** Work to do **
Could you reproduce the lines below verbatim, starting at the line containing "the dark blue" and ending at the line containing "[[746, 251], [479, 268]]"?

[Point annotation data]
____
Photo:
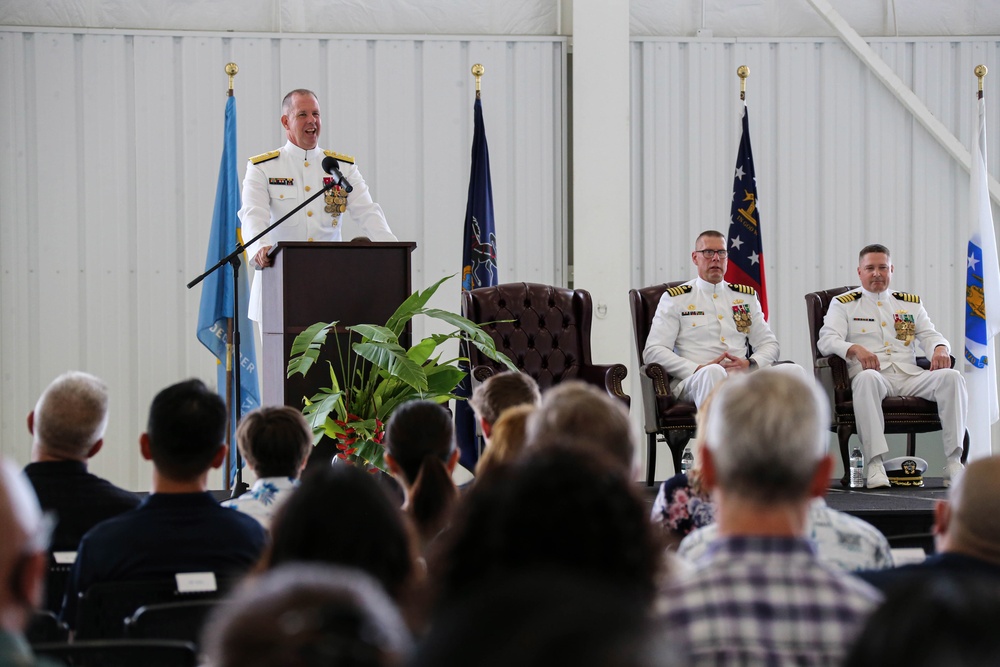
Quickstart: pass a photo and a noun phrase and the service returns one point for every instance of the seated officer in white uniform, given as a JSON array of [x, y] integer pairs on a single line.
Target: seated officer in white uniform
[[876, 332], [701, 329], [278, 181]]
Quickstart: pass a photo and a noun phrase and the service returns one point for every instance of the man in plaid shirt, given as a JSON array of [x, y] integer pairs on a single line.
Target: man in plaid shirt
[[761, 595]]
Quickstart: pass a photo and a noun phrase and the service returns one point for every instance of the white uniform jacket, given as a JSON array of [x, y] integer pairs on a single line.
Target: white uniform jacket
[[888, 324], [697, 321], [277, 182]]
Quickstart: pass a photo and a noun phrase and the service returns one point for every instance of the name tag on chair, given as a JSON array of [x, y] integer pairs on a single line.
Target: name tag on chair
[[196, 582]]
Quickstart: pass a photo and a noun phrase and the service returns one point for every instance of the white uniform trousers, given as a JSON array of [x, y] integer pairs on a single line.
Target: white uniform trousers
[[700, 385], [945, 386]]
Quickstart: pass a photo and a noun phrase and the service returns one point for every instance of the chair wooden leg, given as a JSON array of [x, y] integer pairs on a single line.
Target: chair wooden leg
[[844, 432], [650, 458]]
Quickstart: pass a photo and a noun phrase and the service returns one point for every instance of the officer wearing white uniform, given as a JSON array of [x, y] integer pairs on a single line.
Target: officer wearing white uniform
____
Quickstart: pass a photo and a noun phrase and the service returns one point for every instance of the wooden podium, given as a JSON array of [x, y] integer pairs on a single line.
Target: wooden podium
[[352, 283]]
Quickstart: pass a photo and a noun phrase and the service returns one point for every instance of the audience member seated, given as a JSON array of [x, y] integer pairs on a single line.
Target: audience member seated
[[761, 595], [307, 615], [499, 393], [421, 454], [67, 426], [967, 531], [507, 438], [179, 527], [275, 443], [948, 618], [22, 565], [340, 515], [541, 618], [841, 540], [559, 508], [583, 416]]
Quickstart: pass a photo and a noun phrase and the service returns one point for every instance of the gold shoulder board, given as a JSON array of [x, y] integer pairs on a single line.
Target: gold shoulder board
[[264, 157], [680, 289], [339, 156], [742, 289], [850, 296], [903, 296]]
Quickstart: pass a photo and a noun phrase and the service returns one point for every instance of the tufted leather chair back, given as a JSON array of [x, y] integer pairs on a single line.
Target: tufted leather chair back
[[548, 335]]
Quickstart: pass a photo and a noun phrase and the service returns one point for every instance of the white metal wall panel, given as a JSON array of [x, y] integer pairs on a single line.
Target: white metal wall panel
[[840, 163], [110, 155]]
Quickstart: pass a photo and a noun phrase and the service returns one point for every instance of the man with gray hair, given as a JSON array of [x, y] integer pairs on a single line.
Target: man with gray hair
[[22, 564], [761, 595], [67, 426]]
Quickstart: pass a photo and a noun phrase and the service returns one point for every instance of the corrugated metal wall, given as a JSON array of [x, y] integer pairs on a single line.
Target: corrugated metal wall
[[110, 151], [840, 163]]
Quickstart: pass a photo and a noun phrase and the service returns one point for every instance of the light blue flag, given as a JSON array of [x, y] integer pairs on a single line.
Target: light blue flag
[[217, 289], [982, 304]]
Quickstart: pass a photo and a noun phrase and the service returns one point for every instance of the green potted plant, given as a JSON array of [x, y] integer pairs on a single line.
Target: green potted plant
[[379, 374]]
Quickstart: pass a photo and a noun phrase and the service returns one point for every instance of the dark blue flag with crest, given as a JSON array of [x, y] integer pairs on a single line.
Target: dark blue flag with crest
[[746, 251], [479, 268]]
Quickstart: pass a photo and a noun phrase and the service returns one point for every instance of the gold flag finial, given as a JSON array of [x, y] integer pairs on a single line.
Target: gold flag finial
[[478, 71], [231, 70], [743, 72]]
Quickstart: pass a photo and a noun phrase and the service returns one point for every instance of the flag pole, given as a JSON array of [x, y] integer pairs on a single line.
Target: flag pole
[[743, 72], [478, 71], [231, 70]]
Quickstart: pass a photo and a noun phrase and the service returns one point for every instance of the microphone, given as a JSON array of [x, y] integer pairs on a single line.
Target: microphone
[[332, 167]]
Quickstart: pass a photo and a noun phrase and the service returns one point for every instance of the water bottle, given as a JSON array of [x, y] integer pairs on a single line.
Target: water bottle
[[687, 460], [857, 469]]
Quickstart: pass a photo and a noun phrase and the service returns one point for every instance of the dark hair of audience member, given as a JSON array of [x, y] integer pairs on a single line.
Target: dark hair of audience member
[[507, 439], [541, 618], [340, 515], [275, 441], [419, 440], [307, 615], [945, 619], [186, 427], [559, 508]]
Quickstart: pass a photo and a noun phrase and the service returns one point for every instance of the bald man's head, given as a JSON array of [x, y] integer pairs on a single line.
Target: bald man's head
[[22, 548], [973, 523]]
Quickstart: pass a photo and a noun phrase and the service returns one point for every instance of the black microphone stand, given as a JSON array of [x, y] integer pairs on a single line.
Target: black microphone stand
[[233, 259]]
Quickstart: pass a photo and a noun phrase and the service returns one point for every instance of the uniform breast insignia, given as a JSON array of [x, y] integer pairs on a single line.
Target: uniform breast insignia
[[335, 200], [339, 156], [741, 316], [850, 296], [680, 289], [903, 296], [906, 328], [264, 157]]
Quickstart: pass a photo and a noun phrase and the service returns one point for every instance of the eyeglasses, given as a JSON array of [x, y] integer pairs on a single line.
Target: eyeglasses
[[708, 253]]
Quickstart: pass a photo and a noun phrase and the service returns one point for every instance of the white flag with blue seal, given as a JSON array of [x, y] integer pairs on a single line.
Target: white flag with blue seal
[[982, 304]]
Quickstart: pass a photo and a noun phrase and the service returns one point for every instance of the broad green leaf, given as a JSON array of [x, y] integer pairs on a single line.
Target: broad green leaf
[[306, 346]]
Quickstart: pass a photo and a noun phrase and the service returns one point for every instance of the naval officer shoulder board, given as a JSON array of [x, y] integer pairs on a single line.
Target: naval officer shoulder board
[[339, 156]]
____
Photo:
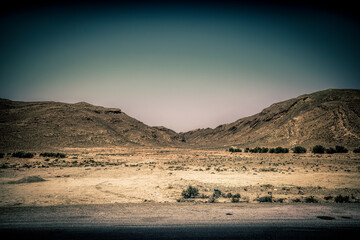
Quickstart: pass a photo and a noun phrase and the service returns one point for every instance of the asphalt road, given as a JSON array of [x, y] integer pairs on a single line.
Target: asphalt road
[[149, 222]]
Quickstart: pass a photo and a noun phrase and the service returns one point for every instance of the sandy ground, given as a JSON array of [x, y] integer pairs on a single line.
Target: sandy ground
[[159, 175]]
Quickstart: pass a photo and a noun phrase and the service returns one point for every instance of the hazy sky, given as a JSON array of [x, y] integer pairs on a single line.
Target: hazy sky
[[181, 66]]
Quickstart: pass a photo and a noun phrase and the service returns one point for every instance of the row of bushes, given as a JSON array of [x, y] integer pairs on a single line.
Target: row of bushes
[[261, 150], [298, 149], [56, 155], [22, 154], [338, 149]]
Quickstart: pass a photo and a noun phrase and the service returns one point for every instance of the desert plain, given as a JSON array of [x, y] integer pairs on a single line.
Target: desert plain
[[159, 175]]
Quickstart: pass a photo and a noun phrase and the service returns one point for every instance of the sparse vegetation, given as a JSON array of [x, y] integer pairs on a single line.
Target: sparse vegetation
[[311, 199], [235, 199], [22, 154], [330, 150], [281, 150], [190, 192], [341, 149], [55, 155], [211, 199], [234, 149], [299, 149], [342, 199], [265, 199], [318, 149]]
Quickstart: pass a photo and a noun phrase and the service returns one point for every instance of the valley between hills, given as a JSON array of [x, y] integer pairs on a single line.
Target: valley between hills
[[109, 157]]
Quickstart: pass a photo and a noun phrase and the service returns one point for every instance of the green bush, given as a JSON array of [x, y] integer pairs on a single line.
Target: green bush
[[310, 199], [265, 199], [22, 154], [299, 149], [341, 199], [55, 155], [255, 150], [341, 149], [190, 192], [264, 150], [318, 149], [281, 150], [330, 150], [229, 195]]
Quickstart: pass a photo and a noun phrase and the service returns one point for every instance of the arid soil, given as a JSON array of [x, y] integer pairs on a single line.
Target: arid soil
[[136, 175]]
____
** Output for this exercise **
Quickstart: pass a photo and a noun phrase and the service returns one point for every instance of the dark blue flag with crest, given as a JSON array of [x, y] integer pairs on a single line.
Target: dark blue flag with crest
[[746, 251], [479, 268]]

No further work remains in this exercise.